▸ Text:
All RISCA grant award recipients need to have an approved vendor profile in the Rhode Island Ocean State Procures (OSP) system. This new online registration system is used by the State of Rhode Island for any vendor of the state, not just those working with or receiving grant awards from RISCA. Use the  Vendor Self-Registration Quick Start Guide ( for complete details on to fully register and create a login to access your secure Vendor Portal at  Please note this is a two-step process: 

  • STEP 1: Create a Vendor Profile. After completing Quick Start Guide step 6 “submit registration”, your login credentials and the login link will be emailed to you (with the subject line: “Welcome to WebProcure!”).
  • STEP 2: Upload W-9. Once you have registered (including uploading a new W-9) and been approved by OSP, RISCA can process your award payment. 
  • Need Help? For technical assistance with your OSP vendor registration and/or account, email or call 1-866-889-8533.


What are example projects?

Pre-K-12 In-School Projects might include: artist residencies, arts integration projects, community engagement projects, school enhancement projects, or curriculum development projects.

 Previously funded project examples:

  • An after-school program for students grades 9-12 to learn traditional Native American art forms. The program culminated in an exhibit that celebrates artistic expression and creating visibility of Native American culture and creating a more inclusive school environment.
  • An artist-in-residence for the fall term spearheading building a papermaking studio and implementing a paper arts curriculum at an independent high school.

Community Based Learning Projects might include: arts learning projects that happen in summer camps, after school programs, or weekend programs.

Previously funded project examples:

  • A series of art making workshops at the Boys & Girls club connecting teens with local artists. By participatory arts learning the teens develop relationships with the artists as role models, honing creative/ intellectual development and decision-making skills while creating and critiquing art.
  • A high school for the arts hosts a Community Shakespeare Festival at a local park. This event is open to the public and is an opportunity for students to share what they’ve been learning in their theater classes with the community.

What are possible metrics for “Evidence of Arts Impact”?

Applicants to PGE are asked to identify “What is your definition of success?” and “What specific metrics will you use to measure success?”.  Below is a list of arts education pedagogies and strategies that may help identify and inform possible methods for project evaluation.

Where can I find my “cash match”? How does this work?

A 1:1 cash match is required for all requests of $3001 or greater. The amount over $3000 must be matched. For example, if you are requesting $5000 in project support you must show a cash match for $2000 ($5000-$3000= $2000).  A 1:1 cash match means that for every dollar requested there is a dollar of funds in the recipient’s possession. This may include funds directed towards staff salaries and benefits, paid from operational budgets. This may not include in-kind or donated services. 

What is a SAM-UEI?

Organizations are required to have a Unique Entity Identifier or UEI (2 CFR 25.200).  In April 2022 the Federal government switched to the use of a UEI created in [] as the official UEI.  An UEI reflects the organization’s legal name and current, physical address. As an organizational applicant to RISCA (and possible subrecipient of NEA funds), you must have a UEI but are not required to complete the full SAM registration to obtain it.

▸ Items:
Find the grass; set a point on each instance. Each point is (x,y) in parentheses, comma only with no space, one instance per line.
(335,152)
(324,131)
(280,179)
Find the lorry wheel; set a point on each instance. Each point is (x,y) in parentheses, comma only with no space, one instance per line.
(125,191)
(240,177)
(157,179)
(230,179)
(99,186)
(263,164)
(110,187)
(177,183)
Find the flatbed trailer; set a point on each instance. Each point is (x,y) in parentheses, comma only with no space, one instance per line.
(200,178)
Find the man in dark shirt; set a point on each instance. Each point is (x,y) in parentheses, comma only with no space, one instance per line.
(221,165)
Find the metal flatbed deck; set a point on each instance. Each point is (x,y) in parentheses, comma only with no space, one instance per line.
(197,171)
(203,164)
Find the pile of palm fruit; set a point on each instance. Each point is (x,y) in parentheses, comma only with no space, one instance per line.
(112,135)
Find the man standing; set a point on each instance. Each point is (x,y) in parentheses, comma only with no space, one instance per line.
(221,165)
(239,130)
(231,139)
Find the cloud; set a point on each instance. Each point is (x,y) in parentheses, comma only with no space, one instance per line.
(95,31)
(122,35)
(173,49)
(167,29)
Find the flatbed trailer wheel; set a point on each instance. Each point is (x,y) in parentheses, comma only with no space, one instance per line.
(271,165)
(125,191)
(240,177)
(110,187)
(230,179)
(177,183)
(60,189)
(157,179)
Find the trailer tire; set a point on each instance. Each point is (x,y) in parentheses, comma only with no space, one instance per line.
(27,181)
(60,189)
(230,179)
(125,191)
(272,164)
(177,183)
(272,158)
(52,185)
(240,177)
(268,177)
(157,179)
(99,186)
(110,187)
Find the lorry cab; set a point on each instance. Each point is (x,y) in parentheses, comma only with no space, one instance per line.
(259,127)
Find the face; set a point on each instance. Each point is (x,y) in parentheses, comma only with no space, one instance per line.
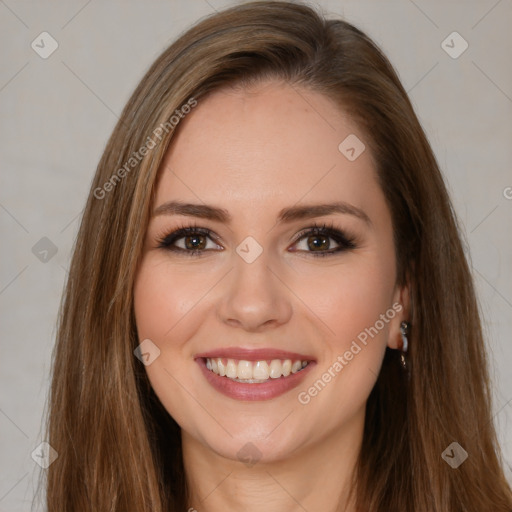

▸ Required work:
(A) Reproduce the RISCA grant information word for word from "What are example" to "inclusive school environment.".
(B) Summarize the RISCA grant information in three sentences.
The entries play no role in this work.

▸ Answers for the exercise:
(A)
What are example projects?

Pre-K-12 In-School Projects might include: artist residencies, arts integration projects, community engagement projects, school enhancement projects, or curriculum development projects.

 Previously funded project examples:

  • An after-school program for students grades 9-12 to learn traditional Native American art forms. The program culminated in an exhibit that celebrates artistic expression and creating visibility of Native American culture and creating a more inclusive school environment.

(B) RISCA grant award recipients must have an approved vendor profile in the state's Ocean State Procures system, and registering there takes two steps: creating a vendor profile and uploading a W-9. Projects may take place in Pre-K-12 schools, such as artist residencies or arts integration projects, or in community settings like summer camps, after-school programs, or weekend programs. For any request of $3001 or more, the amount over $3000 requires a 1:1 cash match, and organizational applicants must have a Unique Entity Identifier but need not complete the full SAM registration to obtain it.